*Record list*:
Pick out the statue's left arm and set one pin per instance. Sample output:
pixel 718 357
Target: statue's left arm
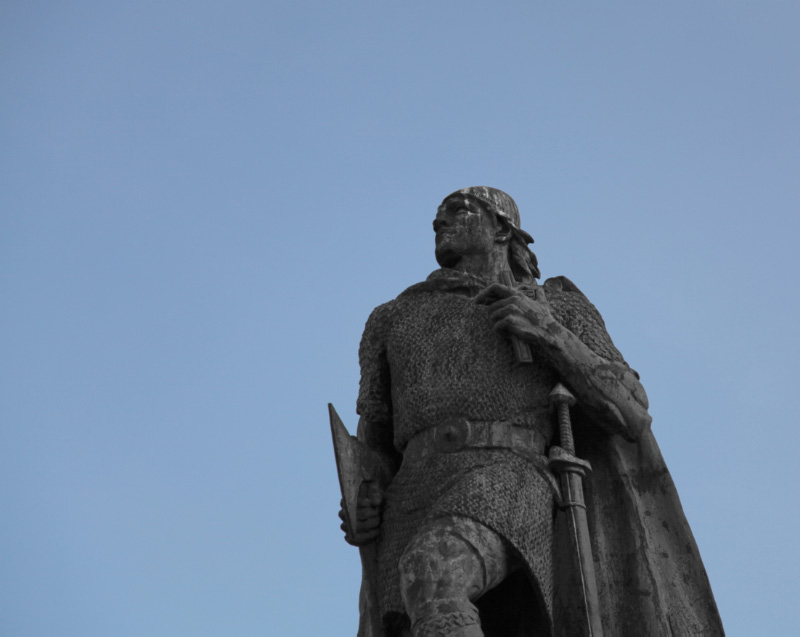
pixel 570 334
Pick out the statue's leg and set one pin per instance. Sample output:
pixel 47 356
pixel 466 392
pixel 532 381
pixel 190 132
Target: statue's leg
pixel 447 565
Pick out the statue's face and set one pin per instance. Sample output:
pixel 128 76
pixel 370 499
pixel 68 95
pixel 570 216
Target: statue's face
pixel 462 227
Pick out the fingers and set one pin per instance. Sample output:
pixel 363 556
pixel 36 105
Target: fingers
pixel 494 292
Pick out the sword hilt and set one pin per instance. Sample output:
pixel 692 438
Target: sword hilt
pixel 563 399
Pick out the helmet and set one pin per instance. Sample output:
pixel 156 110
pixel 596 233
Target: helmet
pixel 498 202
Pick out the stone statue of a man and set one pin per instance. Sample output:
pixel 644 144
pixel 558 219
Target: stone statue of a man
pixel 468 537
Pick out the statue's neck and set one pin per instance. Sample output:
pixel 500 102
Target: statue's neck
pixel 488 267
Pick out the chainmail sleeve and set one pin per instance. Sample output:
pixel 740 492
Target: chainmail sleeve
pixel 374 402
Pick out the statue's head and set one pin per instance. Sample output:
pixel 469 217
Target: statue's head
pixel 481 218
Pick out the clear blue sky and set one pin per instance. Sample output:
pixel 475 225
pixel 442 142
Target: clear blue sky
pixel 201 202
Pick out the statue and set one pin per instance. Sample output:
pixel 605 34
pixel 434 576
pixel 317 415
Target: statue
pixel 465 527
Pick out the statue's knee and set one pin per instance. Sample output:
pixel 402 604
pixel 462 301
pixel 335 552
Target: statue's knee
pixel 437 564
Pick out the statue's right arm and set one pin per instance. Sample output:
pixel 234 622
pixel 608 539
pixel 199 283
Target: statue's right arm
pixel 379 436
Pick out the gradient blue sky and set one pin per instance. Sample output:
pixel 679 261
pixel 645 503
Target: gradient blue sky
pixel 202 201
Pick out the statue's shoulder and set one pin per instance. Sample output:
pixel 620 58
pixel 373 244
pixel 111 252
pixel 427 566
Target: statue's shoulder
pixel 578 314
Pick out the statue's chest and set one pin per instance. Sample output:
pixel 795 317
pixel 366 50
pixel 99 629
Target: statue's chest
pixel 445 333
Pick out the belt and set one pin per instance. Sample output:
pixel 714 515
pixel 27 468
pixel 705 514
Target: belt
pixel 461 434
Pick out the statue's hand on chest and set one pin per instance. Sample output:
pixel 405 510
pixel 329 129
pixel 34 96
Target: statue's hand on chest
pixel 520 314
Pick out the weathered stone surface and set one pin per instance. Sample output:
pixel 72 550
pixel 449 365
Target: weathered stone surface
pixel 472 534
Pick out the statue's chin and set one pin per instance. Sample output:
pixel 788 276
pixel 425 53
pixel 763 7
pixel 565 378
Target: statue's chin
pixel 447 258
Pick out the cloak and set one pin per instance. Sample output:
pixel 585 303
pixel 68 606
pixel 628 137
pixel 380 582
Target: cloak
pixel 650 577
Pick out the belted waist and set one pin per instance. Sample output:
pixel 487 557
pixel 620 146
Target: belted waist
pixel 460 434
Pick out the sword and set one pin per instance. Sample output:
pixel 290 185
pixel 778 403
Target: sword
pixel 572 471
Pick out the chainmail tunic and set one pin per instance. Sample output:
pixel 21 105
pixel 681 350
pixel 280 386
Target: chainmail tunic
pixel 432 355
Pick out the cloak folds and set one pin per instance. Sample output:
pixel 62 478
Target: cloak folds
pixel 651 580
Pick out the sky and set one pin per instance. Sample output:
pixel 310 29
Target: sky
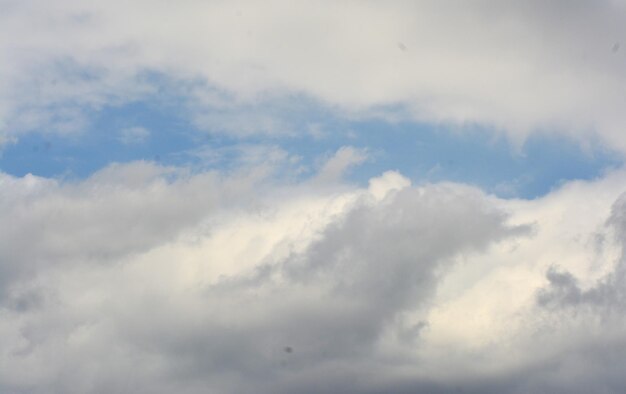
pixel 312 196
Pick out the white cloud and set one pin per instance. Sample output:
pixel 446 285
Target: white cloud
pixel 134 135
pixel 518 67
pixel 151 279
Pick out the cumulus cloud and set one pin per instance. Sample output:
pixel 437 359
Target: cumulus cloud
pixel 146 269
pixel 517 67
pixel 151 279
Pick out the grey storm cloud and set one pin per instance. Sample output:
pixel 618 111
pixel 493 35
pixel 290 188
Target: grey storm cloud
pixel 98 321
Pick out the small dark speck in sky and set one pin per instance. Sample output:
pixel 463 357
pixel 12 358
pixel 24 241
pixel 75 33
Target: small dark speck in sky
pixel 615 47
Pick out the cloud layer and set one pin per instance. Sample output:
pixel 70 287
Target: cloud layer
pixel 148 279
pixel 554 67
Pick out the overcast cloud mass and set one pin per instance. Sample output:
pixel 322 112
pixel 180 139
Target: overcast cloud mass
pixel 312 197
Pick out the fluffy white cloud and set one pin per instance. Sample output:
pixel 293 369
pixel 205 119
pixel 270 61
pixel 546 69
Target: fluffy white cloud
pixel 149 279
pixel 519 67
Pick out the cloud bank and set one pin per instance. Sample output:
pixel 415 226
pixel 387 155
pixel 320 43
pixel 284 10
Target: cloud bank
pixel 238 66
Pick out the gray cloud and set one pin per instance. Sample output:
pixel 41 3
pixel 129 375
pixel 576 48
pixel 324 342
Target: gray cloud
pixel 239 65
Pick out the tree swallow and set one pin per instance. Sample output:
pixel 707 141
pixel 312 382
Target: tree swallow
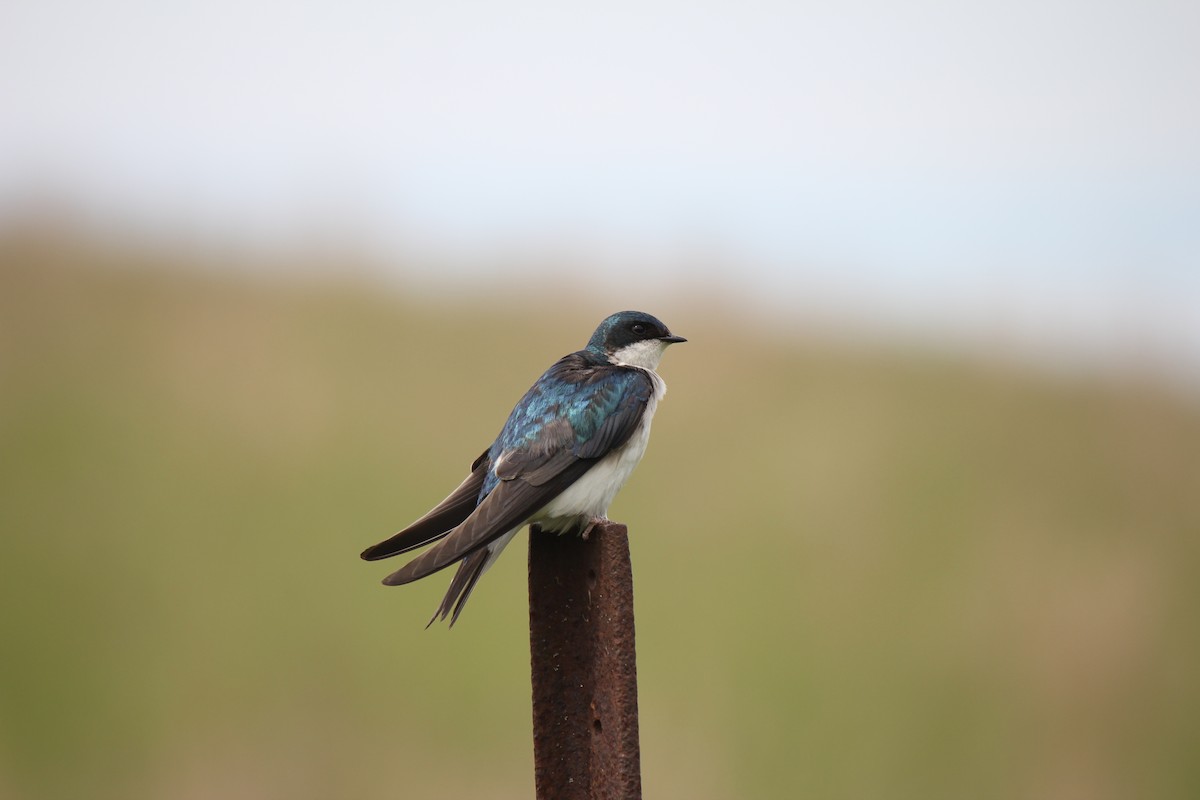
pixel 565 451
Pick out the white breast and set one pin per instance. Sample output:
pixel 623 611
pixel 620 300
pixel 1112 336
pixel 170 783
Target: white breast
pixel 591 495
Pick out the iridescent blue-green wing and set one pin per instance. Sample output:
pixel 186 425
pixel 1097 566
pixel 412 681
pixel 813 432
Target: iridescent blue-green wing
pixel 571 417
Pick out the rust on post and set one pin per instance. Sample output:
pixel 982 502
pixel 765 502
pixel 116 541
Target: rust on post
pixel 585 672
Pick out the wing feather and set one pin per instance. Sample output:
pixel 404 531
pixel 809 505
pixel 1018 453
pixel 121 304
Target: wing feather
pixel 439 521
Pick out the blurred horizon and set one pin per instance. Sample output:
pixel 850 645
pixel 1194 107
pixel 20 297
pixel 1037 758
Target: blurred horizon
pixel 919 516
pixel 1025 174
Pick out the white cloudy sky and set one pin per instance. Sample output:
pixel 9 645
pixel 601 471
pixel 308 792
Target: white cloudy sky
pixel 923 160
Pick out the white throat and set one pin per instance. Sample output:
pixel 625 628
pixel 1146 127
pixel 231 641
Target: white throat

*Your task*: Turn every line of the records above into a JSON list of strings, one string per line, with blank lines skipped and the pictures left out.

*Task answer*:
[
  "Pick out the statue's left arm and set one pin per instance. Sample output:",
  "pixel 718 357",
  "Target: statue's left arm",
  "pixel 570 334",
  "Pick out the statue's leg and set one pin per instance. Sample output:",
  "pixel 47 356",
  "pixel 466 392",
  "pixel 532 381",
  "pixel 190 132",
  "Target: statue's leg",
  "pixel 447 565",
  "Pick out the statue's face and set one pin per instance. Sample output:",
  "pixel 128 76",
  "pixel 370 499",
  "pixel 68 95",
  "pixel 570 216",
  "Target: statue's face",
  "pixel 462 227",
  "Pick out the fingers and set one pin per instance. Sample output:",
  "pixel 363 556",
  "pixel 36 105",
  "Target: fingers",
  "pixel 494 292",
  "Pick out the sword hilt and set one pin per instance. Sample output:",
  "pixel 692 438",
  "Target: sword hilt",
  "pixel 563 399",
  "Pick out the helmet and set one pin per instance. Sample output:",
  "pixel 156 110",
  "pixel 596 233",
  "Target: helmet",
  "pixel 498 202",
  "Pick out the stone statue of a man and set one pin per instance. Sample output:",
  "pixel 644 144",
  "pixel 558 219",
  "Target: stone statue of a man",
  "pixel 468 537",
  "Pick out the statue's neck and set one pin per instance. Sample output:",
  "pixel 500 102",
  "Target: statue's neck",
  "pixel 488 267",
  "Pick out the chainmail sleeve and set one pin per instance. Sample output:",
  "pixel 740 492",
  "Target: chainmail sleeve",
  "pixel 374 402",
  "Pick out the statue's head and set one pin per instance. Sample output:",
  "pixel 469 217",
  "Target: statue's head",
  "pixel 481 218",
  "Pick out the clear blue sky and set one pin per instance. Sample output:",
  "pixel 475 225",
  "pixel 442 142",
  "Target: clear blue sky",
  "pixel 201 202",
  "Pick out the statue and set one pin per instance. Sample output:",
  "pixel 605 34",
  "pixel 434 576",
  "pixel 317 415",
  "Target: statue",
  "pixel 465 527",
  "Pick out the statue's knee and set one pin per instance. Sample output:",
  "pixel 402 604",
  "pixel 462 301",
  "pixel 335 552",
  "Target: statue's knee",
  "pixel 437 564",
  "Pick out the statue's right arm and set one pin per instance. Sample output:",
  "pixel 234 622",
  "pixel 608 539",
  "pixel 199 283",
  "Target: statue's right arm",
  "pixel 379 436",
  "Pick out the gradient blue sky and set one pin per instance. Sample output:",
  "pixel 679 261",
  "pixel 645 503",
  "Target: gradient blue sky",
  "pixel 202 201",
  "Pick out the statue's shoulder and set one pin per instance. Sample output:",
  "pixel 620 58",
  "pixel 373 244",
  "pixel 111 252",
  "pixel 427 566",
  "Target: statue's shoulder",
  "pixel 578 314",
  "Pick out the statue's chest and set one pin per instance. Sample output:",
  "pixel 795 317",
  "pixel 366 50",
  "pixel 99 629",
  "Target: statue's chest",
  "pixel 445 333",
  "Pick out the belt and set one pin per instance. Sample output:",
  "pixel 714 515",
  "pixel 27 468",
  "pixel 705 514",
  "Target: belt",
  "pixel 461 434",
  "Pick out the statue's hand on chest and set one pin per instance. Sample output:",
  "pixel 405 510",
  "pixel 329 129",
  "pixel 34 96",
  "Target: statue's hand on chest",
  "pixel 520 314",
  "Pick out the weathered stone surface and set one pin per instance. Sample output:",
  "pixel 72 550",
  "pixel 449 365",
  "Target: weathered stone surface",
  "pixel 472 534",
  "Pick out the statue's chin and set one pin per instance. Sample output:",
  "pixel 788 276",
  "pixel 425 53",
  "pixel 763 7",
  "pixel 565 378",
  "Target: statue's chin",
  "pixel 447 258",
  "Pick out the cloak and set one pin per instance. Sample output:",
  "pixel 585 303",
  "pixel 68 606",
  "pixel 628 137",
  "pixel 380 582",
  "Target: cloak",
  "pixel 650 577",
  "Pick out the belted waist and set one pin per instance. Sample output:",
  "pixel 487 557",
  "pixel 620 146",
  "Target: belted waist",
  "pixel 460 434",
  "Pick out the sword and set one pin per instance. Sample output:",
  "pixel 290 185",
  "pixel 778 403",
  "Target: sword",
  "pixel 572 471",
  "Pick out the chainmail tunic and set one pin per instance. Sample output:",
  "pixel 21 105",
  "pixel 681 350",
  "pixel 280 386",
  "Target: chainmail tunic",
  "pixel 432 355",
  "Pick out the cloak folds and set one pin per instance. Sample output:",
  "pixel 62 478",
  "Target: cloak folds",
  "pixel 651 580",
  "Pick out the sky and set one pin per instance. Sample output:",
  "pixel 310 29",
  "Target: sky",
  "pixel 312 196",
  "Pick out the white cloud and set one pin per instance. Sample output:",
  "pixel 446 285",
  "Target: white cloud",
  "pixel 134 135",
  "pixel 518 67",
  "pixel 151 279",
  "Pick out the cumulus cloud and set one pin per instance. Sample output:",
  "pixel 437 359",
  "Target: cumulus cloud",
  "pixel 146 269",
  "pixel 517 67",
  "pixel 151 279",
  "Pick out the grey storm cloud and set one pin per instance. Sample output:",
  "pixel 618 111",
  "pixel 493 35",
  "pixel 290 188",
  "Target: grey storm cloud",
  "pixel 98 321",
  "Pick out the small dark speck in sky and set one pin per instance. Sample output:",
  "pixel 463 357",
  "pixel 12 358",
  "pixel 24 241",
  "pixel 75 33",
  "Target: small dark speck in sky",
  "pixel 615 47",
  "Pick out the cloud layer and set one pin per instance. Sample output:",
  "pixel 70 287",
  "Target: cloud layer",
  "pixel 148 279",
  "pixel 554 67",
  "Pick out the overcast cloud mass and set one pin per instance. Sample output:",
  "pixel 322 112",
  "pixel 180 139",
  "Target: overcast cloud mass",
  "pixel 312 197",
  "Pick out the fluffy white cloud and set one pin per instance. Sample output:",
  "pixel 293 369",
  "pixel 205 119",
  "pixel 270 61",
  "pixel 546 69",
  "Target: fluffy white cloud",
  "pixel 149 279",
  "pixel 519 67",
  "Pick out the cloud bank and set one pin per instance. Sample output:",
  "pixel 415 226",
  "pixel 387 155",
  "pixel 320 43",
  "pixel 284 10",
  "Target: cloud bank",
  "pixel 238 66",
  "Pick out the gray cloud and set one pin per instance. Sample output:",
  "pixel 41 3",
  "pixel 129 375",
  "pixel 576 48",
  "pixel 324 342",
  "Target: gray cloud",
  "pixel 239 65",
  "Pick out the tree swallow and set one pin per instance. Sample output:",
  "pixel 707 141",
  "pixel 312 382",
  "Target: tree swallow",
  "pixel 565 451",
  "Pick out the white breast and set one pin per instance. Sample output:",
  "pixel 623 611",
  "pixel 620 300",
  "pixel 1112 336",
  "pixel 170 783",
  "Target: white breast",
  "pixel 591 495",
  "Pick out the iridescent blue-green wing and set one pin per instance. Sample output:",
  "pixel 186 425",
  "pixel 1097 566",
  "pixel 412 681",
  "pixel 813 432",
  "Target: iridescent blue-green wing",
  "pixel 571 417",
  "Pick out the rust on post and set one pin per instance. Sample output:",
  "pixel 982 502",
  "pixel 765 502",
  "pixel 116 541",
  "Target: rust on post",
  "pixel 585 672",
  "Pick out the wing feather and set one pin per instance. Sample output:",
  "pixel 404 531",
  "pixel 809 505",
  "pixel 1018 453",
  "pixel 121 304",
  "Target: wing feather",
  "pixel 439 521",
  "Pick out the blurred horizon and set one pin per instance. Sample output:",
  "pixel 850 645",
  "pixel 1194 107",
  "pixel 20 297",
  "pixel 1037 758",
  "Target: blurred horizon",
  "pixel 919 516",
  "pixel 1025 174",
  "Pick out the white cloudy sky and set one pin per instance. Sample output:",
  "pixel 9 645",
  "pixel 601 471",
  "pixel 308 792",
  "Target: white cloudy sky",
  "pixel 923 160",
  "Pick out the white throat and set one pin per instance. Sample output:",
  "pixel 625 628",
  "pixel 1146 127",
  "pixel 231 641",
  "Target: white throat"
]